▸ Excerpted text:
* * * * * * * * *
A family watching television at home, circa 1955.

This morning, the United States Census Bureau released its annual reports on income and poverty in America. Median household income in America increased—for the third year in a row in 2017—by 1.8 percent. Median household income in 2017 was $61,372, which is approximately equivalent to pre-Recession levels. The 1.8 percent increase is, however, smaller than the increases observed in 2015 and 2016.

Substantial racial income gaps persist in household income. For white and Hispanic households, median income increased in 2017 by 2.5 percent and 3.7 percent, respectively. But income was essentially flat for black and Asian households. According to calculations by the Economic Policy Institute, a liberal think tank, median household incomes in 2017 were about 1.5 percent higher for white households and 6.7 percent higher for Hispanic households than they were in 2007; the median income for black households was still almost 3 percent lower than it was in 2007.
* * * * * * * * *
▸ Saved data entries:
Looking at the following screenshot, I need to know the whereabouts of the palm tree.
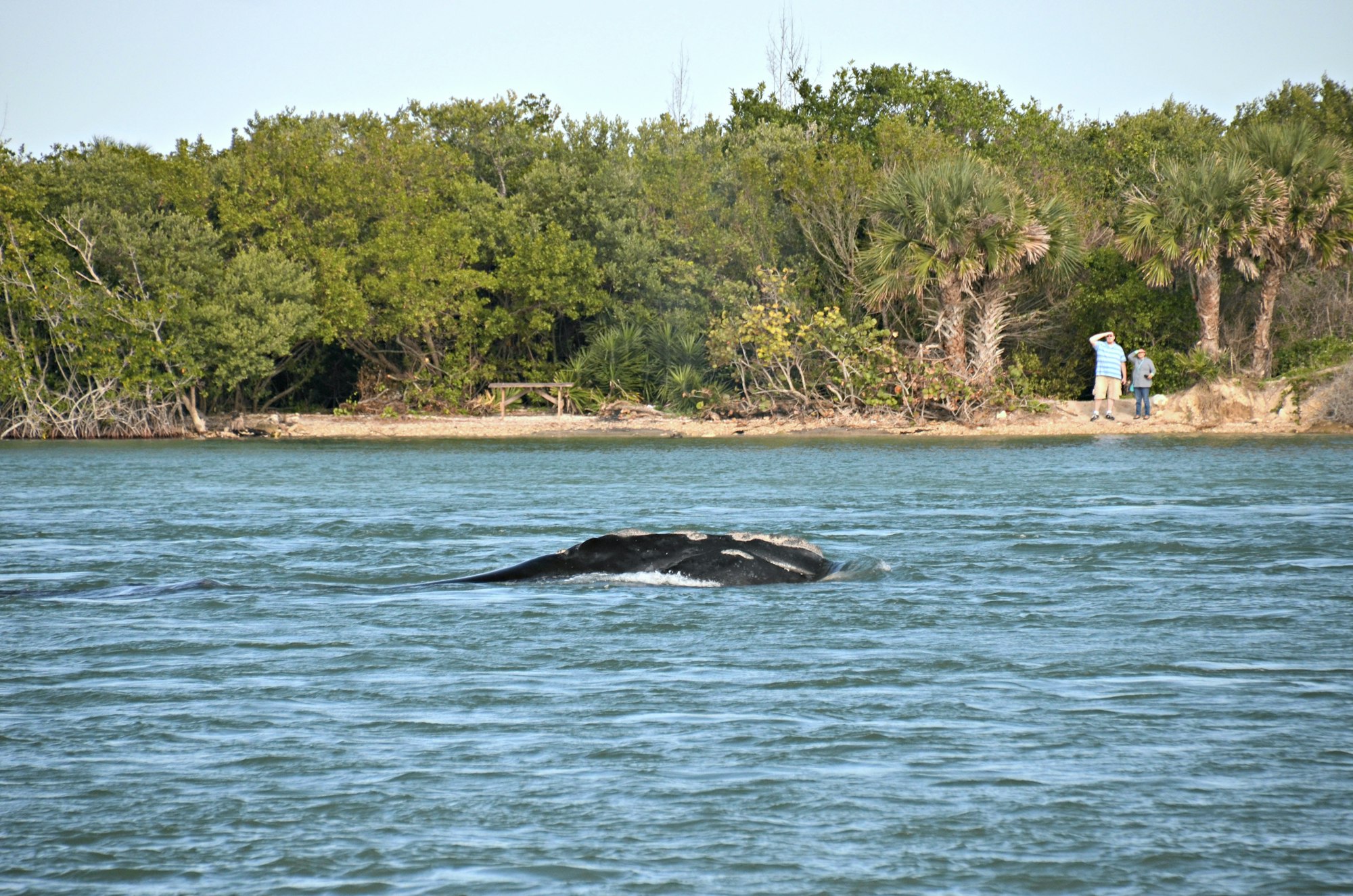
[1116,153,1284,358]
[861,156,1080,375]
[1237,122,1353,376]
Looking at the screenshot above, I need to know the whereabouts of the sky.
[0,0,1353,154]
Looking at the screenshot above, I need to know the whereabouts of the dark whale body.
[452,531,836,585]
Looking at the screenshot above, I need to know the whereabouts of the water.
[0,437,1353,893]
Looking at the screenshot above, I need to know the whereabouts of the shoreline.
[206,402,1353,440]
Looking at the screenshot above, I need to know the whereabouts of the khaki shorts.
[1095,376,1123,400]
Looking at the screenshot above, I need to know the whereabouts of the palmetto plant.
[1235,122,1353,376]
[1116,153,1287,358]
[861,156,1080,375]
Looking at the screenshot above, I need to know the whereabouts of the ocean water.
[0,437,1353,895]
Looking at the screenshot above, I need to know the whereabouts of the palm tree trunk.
[1195,264,1222,361]
[1252,264,1283,376]
[938,283,967,375]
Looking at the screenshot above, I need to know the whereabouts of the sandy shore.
[210,390,1353,438]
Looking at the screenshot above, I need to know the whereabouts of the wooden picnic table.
[488,383,574,419]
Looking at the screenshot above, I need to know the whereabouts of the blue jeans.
[1132,385,1151,417]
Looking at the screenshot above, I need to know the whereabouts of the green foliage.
[0,65,1353,435]
[560,321,723,412]
[1273,335,1353,376]
[1231,74,1353,143]
[1147,348,1226,394]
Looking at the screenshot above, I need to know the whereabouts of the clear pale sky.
[0,0,1353,153]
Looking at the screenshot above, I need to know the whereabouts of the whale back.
[452,531,833,585]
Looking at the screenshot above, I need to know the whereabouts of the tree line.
[0,65,1353,437]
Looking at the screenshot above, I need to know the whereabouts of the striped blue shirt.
[1095,339,1127,379]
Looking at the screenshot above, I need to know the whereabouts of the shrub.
[1273,335,1353,376]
* * * * * * * * *
▸ Goal of the exercise:
Continue the article on the 2017 Census Bureau income report, starting right after its final sentence.

▸ Answer to this exercise:
The chart below, from the report, illustrates income trends by race over the last 50 years:

chart1

In line with longstanding trends in the U.S., income growth was fastest for the wealthiest Americans. Those at the 95th percentile of the income distribution saw their median real income increase by 3.0 percent. In a conference call with reporters, economist Jared Bernstein of the Center on Budget and Policy Priorities, a progressive think tank, noted that this fact highlights persistent structural issues in the U.S. economy.

The report also finds that the increase in household income between 2016 and 2017 was driven largely by increased labor force participation and hours worked—the number of men and women working full-time increased, as did the number of workers reporting any earnings—not higher wages.

In fact, consistent with the Department of Labor's findings that real wages declined between July of 2017 and July of 2018 (due to faster inflation), the real median earnings of men and women working full-time actually declined by 1.1 percent between 2016 and 2017. (Bernstein noted in his call that this trend is likely driven at least in part by an increase in low-wage, full-time workers participating in the labor force.) The chart below illustrates trends in full-time earnings over time:

chart2

Real median earnings for women working full-time in 2017 were only 0.9 percent higher than they were in 2007, the year before the Great Recession hit. Median earnings for men working full-time, meanwhile, were actually 2.5 percent lower in 2017 than in 2007.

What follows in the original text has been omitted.